Collect every line of the records below that contains the word "black", and copy each one out in full.

(Dataset excerpt)

◆ ◆ ◆ ◆

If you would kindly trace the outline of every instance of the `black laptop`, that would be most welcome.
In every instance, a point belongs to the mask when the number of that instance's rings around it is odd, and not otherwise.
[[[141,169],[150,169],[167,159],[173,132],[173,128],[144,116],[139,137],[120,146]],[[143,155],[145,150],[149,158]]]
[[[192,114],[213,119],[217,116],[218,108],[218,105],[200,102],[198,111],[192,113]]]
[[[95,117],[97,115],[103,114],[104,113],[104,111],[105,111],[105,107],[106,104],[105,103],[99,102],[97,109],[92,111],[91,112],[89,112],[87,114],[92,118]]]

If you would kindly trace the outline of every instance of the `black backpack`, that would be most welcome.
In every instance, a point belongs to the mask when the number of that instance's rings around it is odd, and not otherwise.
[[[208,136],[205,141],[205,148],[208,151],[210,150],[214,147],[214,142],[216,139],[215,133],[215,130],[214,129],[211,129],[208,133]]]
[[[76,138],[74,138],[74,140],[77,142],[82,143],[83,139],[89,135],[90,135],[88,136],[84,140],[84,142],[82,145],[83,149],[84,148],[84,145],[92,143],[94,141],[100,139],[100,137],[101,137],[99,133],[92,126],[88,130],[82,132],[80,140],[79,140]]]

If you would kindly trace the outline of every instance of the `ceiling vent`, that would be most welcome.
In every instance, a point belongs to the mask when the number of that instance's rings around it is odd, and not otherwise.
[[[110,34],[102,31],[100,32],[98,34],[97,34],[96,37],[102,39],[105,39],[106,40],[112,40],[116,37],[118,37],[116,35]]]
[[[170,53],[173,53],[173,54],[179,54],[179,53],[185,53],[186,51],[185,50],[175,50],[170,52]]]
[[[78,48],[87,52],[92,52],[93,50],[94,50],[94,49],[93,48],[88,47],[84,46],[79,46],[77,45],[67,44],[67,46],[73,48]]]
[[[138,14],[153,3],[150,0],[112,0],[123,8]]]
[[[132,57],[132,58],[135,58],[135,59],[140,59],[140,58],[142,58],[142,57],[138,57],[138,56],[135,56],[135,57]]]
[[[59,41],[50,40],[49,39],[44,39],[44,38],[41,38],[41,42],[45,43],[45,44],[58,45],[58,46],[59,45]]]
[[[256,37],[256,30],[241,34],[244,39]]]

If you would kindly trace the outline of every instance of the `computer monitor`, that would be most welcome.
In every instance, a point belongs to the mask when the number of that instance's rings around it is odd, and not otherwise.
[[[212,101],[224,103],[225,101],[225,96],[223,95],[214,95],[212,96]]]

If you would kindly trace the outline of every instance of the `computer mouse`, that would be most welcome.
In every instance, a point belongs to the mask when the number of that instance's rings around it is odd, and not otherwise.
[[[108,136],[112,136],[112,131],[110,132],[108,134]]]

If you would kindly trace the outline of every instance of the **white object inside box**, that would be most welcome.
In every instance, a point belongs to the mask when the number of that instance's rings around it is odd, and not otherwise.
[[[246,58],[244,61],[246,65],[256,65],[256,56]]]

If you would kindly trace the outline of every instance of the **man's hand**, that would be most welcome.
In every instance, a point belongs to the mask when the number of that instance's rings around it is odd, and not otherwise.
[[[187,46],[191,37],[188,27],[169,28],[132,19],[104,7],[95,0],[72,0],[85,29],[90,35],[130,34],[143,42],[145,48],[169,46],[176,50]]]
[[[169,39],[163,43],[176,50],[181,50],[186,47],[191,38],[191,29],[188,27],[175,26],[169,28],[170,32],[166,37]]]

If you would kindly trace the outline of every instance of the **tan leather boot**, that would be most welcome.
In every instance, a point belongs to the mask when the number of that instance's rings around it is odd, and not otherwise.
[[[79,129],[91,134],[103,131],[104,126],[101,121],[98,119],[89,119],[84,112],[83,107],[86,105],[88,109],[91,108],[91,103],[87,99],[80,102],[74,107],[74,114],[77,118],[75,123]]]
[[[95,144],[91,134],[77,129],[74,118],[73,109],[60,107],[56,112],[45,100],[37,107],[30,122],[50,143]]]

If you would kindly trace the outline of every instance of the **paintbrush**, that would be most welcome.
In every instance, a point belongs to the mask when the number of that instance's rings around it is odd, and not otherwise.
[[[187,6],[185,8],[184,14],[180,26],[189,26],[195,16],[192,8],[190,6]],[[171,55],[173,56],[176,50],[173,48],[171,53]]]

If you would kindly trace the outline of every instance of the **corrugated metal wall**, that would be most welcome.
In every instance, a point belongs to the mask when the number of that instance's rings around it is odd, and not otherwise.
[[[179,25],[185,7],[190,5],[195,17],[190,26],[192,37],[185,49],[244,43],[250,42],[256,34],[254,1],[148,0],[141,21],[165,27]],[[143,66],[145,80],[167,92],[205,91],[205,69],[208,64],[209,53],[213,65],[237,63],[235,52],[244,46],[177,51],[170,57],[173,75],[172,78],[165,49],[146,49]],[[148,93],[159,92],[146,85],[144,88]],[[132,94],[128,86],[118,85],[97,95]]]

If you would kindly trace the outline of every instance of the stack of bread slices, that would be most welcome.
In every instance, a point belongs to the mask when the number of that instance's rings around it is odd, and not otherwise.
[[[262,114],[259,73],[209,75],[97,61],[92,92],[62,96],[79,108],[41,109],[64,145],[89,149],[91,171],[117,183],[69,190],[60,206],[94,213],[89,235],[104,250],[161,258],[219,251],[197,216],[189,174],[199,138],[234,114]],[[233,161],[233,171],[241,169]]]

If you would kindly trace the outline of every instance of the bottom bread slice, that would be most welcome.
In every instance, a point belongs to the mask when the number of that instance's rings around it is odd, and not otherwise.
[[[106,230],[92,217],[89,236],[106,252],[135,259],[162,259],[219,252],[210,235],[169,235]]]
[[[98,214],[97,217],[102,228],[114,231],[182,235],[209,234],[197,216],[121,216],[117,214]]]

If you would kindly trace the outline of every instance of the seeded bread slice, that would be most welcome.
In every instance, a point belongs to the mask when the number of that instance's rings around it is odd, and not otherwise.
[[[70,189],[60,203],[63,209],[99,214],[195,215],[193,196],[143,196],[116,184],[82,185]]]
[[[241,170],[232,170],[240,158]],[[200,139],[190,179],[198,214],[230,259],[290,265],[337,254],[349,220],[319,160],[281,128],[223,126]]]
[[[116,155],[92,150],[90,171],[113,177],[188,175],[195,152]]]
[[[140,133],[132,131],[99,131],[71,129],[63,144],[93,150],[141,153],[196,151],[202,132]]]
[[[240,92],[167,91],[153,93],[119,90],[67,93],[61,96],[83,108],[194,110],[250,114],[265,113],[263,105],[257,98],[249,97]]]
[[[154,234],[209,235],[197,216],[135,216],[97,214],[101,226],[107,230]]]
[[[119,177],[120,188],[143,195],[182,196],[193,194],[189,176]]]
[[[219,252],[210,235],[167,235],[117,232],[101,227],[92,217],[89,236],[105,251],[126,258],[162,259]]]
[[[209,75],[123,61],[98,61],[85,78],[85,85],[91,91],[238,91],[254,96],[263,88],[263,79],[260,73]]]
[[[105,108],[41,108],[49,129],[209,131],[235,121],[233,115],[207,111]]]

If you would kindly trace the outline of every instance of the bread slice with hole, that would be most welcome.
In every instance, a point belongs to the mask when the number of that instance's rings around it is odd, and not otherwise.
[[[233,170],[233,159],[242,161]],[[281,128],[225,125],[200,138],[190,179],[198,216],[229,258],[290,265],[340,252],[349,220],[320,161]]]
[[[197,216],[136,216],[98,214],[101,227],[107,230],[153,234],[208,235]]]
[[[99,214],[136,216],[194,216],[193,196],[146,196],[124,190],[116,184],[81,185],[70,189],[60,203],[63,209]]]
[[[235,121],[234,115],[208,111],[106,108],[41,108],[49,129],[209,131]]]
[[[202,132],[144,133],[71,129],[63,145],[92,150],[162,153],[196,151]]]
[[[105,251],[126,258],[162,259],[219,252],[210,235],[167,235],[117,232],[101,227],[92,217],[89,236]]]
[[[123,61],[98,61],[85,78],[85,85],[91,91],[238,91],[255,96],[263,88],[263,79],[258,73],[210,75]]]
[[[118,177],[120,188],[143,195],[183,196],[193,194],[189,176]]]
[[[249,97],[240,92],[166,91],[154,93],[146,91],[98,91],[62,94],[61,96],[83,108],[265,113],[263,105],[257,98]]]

◆ ◆ ◆ ◆

COMPLETE RESPONSE:
If you would kindly trace the outline of every instance of the `black laptop`, that would be most welcome.
If you would kindly trace the outline of every instance of the `black backpack`, that would be most welcome.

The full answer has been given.